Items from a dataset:
◆ ◆ ◆ ◆

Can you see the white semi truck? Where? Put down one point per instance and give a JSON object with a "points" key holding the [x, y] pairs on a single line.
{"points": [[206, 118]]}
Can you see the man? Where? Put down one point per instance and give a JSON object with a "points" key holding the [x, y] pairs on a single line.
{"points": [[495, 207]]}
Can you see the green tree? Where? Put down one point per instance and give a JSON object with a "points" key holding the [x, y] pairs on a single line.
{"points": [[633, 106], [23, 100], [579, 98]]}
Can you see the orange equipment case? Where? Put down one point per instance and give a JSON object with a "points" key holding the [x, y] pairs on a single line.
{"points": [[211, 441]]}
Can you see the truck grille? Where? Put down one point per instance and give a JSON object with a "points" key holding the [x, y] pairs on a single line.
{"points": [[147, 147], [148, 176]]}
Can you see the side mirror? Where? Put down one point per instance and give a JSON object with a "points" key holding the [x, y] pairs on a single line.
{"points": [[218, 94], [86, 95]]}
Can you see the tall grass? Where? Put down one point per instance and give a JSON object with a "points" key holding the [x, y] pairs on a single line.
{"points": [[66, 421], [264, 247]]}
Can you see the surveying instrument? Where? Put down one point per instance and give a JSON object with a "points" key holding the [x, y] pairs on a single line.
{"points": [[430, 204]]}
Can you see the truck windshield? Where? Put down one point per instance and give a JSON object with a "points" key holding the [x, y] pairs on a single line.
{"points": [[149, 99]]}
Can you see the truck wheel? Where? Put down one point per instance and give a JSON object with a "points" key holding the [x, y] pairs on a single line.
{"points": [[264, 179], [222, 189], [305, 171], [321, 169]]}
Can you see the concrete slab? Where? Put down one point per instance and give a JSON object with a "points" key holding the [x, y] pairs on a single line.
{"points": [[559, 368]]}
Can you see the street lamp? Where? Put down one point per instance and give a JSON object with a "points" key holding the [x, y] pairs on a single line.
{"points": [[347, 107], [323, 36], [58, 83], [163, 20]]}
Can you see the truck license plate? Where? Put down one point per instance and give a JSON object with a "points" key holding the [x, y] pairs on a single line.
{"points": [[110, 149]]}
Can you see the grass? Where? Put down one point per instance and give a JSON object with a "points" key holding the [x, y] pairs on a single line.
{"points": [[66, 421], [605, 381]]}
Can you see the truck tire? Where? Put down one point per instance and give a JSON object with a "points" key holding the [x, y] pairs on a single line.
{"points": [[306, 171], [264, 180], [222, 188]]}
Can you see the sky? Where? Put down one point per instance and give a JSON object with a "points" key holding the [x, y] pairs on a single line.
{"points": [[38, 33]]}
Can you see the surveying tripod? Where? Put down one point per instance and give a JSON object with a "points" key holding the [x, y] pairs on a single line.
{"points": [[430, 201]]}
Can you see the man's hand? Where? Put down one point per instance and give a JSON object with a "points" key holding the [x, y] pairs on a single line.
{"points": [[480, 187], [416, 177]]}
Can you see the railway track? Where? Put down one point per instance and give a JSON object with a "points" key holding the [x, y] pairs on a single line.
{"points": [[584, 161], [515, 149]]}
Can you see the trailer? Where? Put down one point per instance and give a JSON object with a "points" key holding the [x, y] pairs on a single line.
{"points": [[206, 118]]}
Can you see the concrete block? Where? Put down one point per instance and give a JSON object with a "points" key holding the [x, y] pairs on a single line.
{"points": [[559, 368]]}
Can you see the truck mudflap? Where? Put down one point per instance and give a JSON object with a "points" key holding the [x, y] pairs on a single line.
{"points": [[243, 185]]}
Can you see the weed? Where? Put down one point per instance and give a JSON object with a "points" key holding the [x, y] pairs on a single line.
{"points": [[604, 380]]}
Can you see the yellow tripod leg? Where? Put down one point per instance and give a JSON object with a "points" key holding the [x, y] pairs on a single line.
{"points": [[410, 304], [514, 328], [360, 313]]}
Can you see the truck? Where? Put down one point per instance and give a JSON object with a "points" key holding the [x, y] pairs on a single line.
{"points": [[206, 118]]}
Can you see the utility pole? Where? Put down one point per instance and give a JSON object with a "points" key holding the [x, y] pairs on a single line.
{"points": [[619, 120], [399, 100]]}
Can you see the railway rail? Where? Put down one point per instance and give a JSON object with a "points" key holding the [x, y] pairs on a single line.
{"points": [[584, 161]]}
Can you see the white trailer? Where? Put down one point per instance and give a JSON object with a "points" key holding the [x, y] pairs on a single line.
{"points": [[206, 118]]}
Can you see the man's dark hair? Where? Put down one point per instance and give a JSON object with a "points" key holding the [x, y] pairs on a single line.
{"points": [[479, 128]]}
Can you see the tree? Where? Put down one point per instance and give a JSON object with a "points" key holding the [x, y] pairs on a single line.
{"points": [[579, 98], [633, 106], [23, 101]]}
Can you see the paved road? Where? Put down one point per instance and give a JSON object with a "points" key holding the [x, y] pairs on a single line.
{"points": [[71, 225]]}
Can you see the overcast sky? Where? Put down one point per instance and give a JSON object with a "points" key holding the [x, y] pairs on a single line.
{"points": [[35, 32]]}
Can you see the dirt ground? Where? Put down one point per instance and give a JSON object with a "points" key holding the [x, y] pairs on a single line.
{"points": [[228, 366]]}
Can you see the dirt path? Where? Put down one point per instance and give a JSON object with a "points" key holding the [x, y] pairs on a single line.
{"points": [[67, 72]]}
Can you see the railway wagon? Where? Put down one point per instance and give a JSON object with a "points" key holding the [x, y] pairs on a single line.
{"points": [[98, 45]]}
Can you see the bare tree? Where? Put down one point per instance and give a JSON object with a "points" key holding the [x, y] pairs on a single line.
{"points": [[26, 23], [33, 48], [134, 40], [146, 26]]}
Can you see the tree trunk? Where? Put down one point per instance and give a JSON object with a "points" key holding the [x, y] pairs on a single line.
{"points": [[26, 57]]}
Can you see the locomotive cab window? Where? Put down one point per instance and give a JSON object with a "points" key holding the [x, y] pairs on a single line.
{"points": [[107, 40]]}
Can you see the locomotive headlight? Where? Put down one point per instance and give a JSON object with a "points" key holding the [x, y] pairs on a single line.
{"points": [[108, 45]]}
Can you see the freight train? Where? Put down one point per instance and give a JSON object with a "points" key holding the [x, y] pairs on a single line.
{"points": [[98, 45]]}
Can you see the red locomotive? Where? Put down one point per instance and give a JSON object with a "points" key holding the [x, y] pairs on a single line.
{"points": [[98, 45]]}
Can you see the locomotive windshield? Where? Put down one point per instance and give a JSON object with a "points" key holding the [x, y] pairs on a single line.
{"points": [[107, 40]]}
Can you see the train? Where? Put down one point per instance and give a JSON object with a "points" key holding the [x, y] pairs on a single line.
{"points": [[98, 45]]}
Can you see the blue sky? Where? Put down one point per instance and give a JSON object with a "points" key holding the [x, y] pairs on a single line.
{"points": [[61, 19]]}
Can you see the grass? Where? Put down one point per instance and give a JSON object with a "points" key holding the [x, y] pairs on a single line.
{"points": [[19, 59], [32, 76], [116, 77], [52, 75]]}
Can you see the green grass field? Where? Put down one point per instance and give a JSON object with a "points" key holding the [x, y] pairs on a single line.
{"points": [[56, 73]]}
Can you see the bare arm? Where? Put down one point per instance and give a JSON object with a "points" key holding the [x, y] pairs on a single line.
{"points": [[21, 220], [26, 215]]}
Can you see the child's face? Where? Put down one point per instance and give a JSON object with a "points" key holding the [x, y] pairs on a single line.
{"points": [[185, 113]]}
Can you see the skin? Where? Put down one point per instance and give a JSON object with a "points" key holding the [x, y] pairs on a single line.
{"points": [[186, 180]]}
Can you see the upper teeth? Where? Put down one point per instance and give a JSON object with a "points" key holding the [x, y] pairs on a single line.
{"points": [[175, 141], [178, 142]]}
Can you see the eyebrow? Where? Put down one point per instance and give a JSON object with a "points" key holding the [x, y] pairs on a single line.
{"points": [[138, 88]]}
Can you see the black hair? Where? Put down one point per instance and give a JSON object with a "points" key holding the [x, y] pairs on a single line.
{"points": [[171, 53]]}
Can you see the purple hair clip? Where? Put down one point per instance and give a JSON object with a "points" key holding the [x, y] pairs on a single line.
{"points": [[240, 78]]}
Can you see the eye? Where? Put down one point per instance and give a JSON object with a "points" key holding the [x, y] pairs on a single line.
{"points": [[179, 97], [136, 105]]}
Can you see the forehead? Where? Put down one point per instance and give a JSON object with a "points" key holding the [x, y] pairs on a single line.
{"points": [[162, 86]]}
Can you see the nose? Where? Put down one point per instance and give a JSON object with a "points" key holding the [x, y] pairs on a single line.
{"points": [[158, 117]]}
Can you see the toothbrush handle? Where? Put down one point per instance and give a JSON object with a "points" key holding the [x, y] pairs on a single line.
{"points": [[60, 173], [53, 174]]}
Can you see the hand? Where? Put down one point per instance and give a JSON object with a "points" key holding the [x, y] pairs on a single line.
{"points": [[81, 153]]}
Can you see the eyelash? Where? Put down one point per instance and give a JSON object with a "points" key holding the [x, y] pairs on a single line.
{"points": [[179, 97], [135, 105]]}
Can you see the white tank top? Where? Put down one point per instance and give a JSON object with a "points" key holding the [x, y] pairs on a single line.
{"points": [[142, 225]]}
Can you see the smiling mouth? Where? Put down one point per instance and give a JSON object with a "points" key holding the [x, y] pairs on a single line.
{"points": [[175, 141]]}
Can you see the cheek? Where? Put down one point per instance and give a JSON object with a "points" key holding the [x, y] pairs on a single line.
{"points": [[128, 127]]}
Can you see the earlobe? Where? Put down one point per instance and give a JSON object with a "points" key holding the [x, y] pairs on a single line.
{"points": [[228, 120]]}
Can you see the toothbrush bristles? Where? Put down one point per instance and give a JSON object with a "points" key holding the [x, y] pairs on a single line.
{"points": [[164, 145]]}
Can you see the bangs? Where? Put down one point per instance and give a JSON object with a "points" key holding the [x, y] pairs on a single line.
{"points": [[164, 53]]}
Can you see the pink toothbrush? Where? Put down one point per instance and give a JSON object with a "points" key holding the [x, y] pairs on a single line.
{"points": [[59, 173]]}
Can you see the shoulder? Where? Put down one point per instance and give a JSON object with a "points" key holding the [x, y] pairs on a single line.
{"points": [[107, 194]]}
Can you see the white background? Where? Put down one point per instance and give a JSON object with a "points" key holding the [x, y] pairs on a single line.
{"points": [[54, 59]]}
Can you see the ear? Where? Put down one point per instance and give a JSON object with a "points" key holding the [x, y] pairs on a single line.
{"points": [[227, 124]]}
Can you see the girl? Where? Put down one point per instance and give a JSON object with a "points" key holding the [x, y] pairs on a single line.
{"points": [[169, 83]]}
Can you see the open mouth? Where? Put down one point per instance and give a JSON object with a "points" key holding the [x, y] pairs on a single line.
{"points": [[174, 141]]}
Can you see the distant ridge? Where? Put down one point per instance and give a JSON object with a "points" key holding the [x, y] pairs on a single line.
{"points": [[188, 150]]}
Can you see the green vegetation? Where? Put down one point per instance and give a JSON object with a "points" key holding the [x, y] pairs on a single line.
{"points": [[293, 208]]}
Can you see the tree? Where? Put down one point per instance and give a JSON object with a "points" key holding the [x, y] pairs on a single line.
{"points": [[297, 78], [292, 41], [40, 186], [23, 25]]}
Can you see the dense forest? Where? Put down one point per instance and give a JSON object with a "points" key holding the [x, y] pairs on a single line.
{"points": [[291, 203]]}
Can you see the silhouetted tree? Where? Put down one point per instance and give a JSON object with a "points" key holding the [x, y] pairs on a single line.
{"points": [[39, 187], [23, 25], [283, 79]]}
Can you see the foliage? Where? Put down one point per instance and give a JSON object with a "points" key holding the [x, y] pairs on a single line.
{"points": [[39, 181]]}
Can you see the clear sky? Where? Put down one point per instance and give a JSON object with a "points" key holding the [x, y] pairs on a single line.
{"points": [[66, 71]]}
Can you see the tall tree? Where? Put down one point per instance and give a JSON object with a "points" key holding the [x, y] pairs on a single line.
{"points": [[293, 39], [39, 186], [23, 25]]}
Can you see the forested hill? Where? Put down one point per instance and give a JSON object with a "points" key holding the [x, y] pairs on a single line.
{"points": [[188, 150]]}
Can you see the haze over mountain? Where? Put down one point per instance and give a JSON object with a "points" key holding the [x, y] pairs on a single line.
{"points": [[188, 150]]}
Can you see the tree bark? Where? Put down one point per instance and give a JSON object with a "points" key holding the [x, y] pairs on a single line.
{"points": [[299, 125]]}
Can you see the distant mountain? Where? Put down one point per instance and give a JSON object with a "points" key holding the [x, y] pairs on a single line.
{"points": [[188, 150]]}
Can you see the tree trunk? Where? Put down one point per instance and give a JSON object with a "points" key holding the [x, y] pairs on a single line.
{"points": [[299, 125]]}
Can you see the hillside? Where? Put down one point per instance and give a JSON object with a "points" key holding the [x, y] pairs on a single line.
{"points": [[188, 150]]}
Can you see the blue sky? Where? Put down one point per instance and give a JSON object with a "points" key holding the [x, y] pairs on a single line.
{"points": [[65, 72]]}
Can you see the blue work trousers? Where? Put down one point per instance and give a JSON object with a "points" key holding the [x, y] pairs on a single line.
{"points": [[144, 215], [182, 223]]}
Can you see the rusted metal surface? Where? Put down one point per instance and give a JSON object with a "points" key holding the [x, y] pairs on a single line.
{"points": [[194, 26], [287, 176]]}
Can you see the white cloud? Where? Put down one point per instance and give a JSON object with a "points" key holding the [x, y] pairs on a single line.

◆ ◆ ◆ ◆

* _WORK INSTRUCTIONS_:
Reproduce the listing above exactly from the line containing "Can you see the blue work" through its last line, with both of those lines included.

* _RESULT OF THE EXERCISE_:
Can you see the blue work trousers? Where? Put down one point per instance and give a JSON object with a "points" key holding the [x, y] pairs on a single line.
{"points": [[144, 215], [182, 223]]}
Can you see the rusted metal surface? Where? Put down one point per instance and give a JSON object with a "points" key holding the [x, y] pairs on a single line.
{"points": [[194, 26], [287, 176]]}
Can you see the white cloud? Where? Put down one point per instance and give a JSON object with a "points" key holding the [x, y] pairs on a single line.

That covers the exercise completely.